— Start TEXT BLOCK —

The KJV was not a translation 100% "from scratch"; it was a new revision with many significant improvements of a previous English "translation tradition". And as Scrivener notes in the intro to his edition, in the areas where the KJV departs from Beza's edition to follow Tyndale etc., we simply don't know the translators' reasoning, or whether they were following any Greek witnesses at all on those diversions. He further notes that some of the text doesn't match any of the obvious Greek edition suspects very closely, but looks a lot like the Vulgate.

So if you accept Scrivener's evaluation, you must place your trust not only in the Greek manuscript savviness of the KJV translators, but also that of Tyndale etc. -- without knowing their sources for sure (Scrivener didn't, and I don't think we do today, either).

However, to answer your question: neither. Let's just say I use a wide assortment of texts.

— End TEXT BLOCK —

• EXERCISE 1:
In the passage about the KJV, what does some of the text look a lot like when it doesn't closely match any obvious Greek edition?
• EXERCISE 2:
Retype the KJV passage word for word, everything from "The KJV was" down to "do today, either).".
• EXERCISE 3:
Continue the passage about the KJV and Scrivener's edition, picking up after its final sentence.

— Start RECORD LIST —

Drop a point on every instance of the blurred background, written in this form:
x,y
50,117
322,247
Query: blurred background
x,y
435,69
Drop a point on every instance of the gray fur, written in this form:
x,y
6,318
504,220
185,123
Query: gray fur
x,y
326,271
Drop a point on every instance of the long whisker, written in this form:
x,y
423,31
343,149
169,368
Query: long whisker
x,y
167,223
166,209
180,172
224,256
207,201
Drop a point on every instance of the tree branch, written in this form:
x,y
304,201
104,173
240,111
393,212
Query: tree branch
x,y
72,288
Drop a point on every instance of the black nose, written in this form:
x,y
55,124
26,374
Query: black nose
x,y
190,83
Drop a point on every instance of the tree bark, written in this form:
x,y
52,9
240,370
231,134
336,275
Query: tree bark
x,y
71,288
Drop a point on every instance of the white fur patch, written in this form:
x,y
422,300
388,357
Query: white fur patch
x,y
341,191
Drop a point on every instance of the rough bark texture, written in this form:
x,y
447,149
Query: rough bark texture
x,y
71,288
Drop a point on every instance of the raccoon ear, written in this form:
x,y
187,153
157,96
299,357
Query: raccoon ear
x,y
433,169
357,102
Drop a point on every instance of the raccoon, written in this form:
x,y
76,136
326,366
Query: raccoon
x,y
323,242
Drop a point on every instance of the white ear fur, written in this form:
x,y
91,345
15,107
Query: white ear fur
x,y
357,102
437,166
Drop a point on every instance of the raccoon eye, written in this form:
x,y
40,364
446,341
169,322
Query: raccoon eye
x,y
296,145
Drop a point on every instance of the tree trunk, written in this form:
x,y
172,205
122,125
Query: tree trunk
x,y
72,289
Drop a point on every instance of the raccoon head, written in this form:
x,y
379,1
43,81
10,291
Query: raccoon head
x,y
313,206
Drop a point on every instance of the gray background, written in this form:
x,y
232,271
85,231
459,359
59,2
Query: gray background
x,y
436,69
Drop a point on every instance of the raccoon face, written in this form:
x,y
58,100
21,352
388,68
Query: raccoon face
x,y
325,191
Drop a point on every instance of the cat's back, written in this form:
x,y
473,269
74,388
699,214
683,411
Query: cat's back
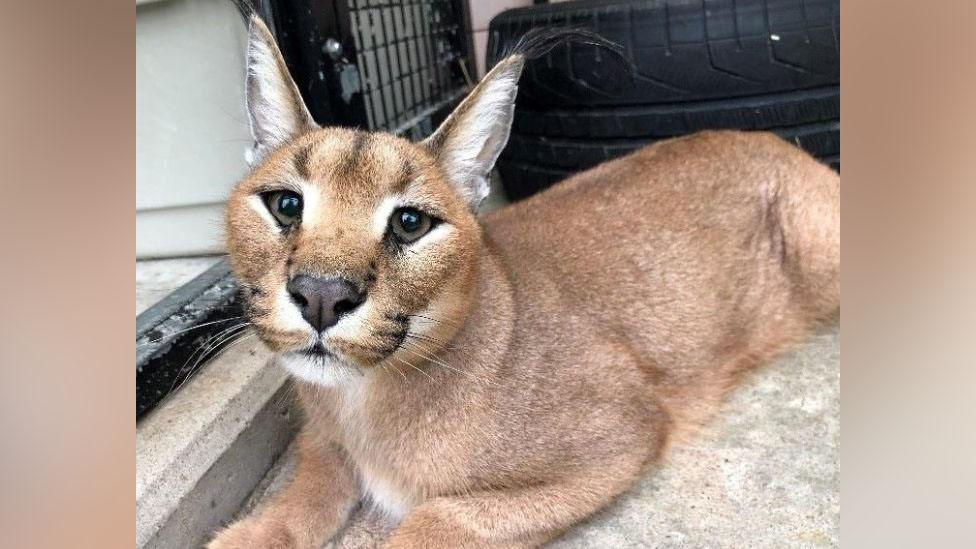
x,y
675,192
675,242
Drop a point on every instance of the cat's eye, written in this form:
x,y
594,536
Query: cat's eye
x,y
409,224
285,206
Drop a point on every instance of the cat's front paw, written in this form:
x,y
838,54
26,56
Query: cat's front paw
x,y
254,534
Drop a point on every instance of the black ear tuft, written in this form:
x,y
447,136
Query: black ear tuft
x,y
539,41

— End RECORD LIST —
— Start RECORD LIST —

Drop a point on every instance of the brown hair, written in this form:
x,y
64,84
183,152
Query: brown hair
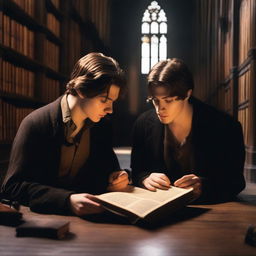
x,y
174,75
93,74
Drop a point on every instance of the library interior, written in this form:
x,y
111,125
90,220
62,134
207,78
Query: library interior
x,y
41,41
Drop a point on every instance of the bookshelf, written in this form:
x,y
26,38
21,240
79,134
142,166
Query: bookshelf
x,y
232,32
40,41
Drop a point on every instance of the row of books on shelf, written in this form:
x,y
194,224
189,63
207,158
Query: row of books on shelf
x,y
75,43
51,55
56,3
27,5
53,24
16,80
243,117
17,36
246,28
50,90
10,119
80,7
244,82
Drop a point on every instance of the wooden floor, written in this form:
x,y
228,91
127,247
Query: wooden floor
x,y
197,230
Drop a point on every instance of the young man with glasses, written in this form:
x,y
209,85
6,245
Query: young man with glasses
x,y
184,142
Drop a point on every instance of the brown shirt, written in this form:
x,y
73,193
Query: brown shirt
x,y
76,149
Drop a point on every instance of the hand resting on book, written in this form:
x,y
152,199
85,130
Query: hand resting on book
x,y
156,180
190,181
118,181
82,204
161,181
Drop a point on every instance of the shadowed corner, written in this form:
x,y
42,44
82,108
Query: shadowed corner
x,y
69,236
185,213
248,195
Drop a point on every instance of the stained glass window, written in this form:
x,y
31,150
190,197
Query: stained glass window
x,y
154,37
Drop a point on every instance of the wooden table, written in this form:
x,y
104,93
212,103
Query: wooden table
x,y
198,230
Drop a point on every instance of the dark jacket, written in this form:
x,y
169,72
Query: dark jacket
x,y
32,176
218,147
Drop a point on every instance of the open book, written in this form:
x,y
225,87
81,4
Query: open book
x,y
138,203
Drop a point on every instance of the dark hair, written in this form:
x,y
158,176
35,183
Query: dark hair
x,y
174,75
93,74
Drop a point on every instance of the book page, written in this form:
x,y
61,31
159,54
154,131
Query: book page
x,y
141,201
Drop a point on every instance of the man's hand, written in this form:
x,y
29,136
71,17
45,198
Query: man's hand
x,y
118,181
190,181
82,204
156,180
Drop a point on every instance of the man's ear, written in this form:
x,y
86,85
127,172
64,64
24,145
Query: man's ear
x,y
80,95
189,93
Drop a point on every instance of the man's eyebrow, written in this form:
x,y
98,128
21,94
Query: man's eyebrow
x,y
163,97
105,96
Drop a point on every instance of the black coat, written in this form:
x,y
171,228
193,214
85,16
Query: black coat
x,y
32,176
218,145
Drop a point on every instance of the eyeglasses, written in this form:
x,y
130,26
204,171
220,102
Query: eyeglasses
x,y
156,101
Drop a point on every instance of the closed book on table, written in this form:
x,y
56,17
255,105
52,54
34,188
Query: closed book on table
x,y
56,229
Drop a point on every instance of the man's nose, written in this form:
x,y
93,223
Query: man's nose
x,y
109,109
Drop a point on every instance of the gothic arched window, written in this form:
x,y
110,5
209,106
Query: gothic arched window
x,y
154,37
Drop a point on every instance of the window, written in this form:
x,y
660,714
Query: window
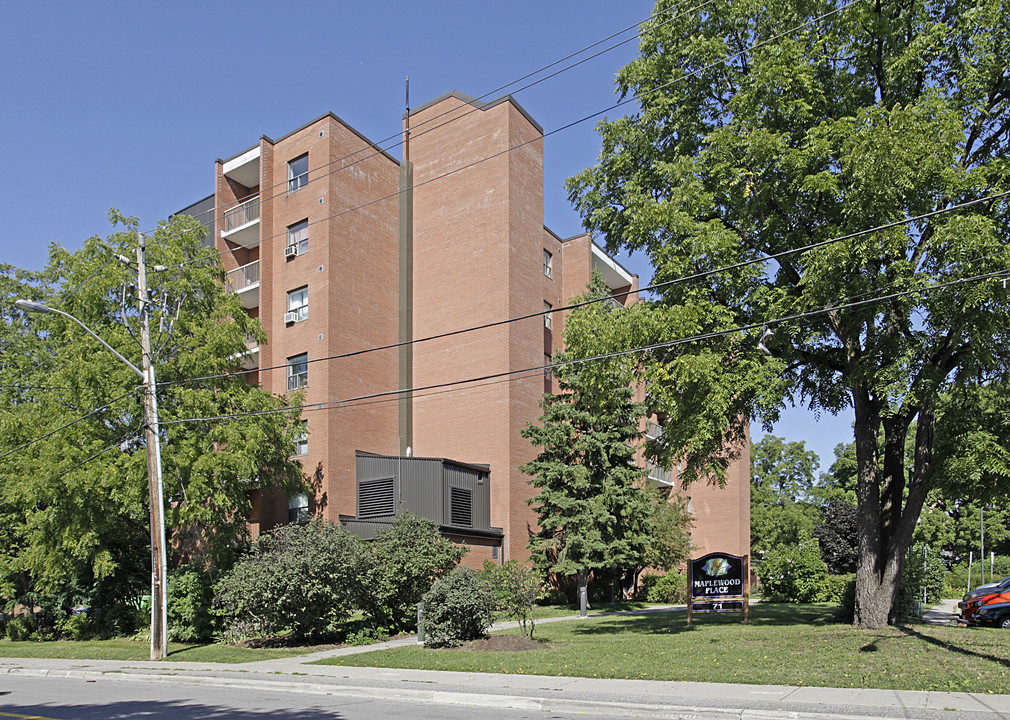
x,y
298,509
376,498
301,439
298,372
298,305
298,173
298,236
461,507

— End RECORD LIST —

• TASK RESULT 1:
The Vulgate.

• TASK RESULT 2:
The KJV was not a translation 100% "from scratch"; it was a new revision with many significant improvements of a previous English "translation tradition". And as Scrivener notes in the intro to his edition, in the areas where the KJV departs from Beza's edition to follow Tyndale etc., we simply don't know the translators' reasoning, or whether they were following any Greek witnesses at all on those diversions. He further notes that some of the text doesn't match any of the obvious Greek edition suspects very closely, but looks a lot like the Vulgate.

So if you accept Scrivener's evaluation, you must place your trust not only in the Greek manuscript savviness of the KJV translators, but also that of Tyndale etc. -- without knowing their sources for sure (Scrivener didn't, and I don't think we do today, either).

• TASK RESULT 3:
Fair enough.

-----Added 12/9/2008 at 11:32:51 EST-----

And he is correct. The KJV added to the TR in 1Jn 2:23. I just checked the Vulgate
23 Omnis qui negat Filium, nec Patrem habet: qui confitetur Filium, et Patrem habet
And it seems another one of those 80 examples where the authors of the KJV preferred the Vulgate to the TR.

I was about to suggest that they probably got the above from Tyndale rather than (directly) from the Vulgate... but I just checked Tyndale, and it omits the KJV phrase.

So you may very well be right that they got it from the Vulgate.

-----Added 12/9/2008 at 11:40:56 EST-----

Ah ha! The Bishop's Bible includes the phrase, and apparently sets it in different type to denote it as questionable (as does the KJV). I didn't see a facsimile, but here's the digital transcription:

23 Whosoeuer denyeth the sonne, the same hath not the father [But he that knowledgeth the sonne, hath the father also.]​
 
Well, my browser just crashed and I lost my detailed reply to both Tim and Andrew (an hour and a half of work), so I'll give but a few short answers here.

Tim, you said, "My claim is that Aramaic is a separate language from Amoraic." I thoroughly agree with this.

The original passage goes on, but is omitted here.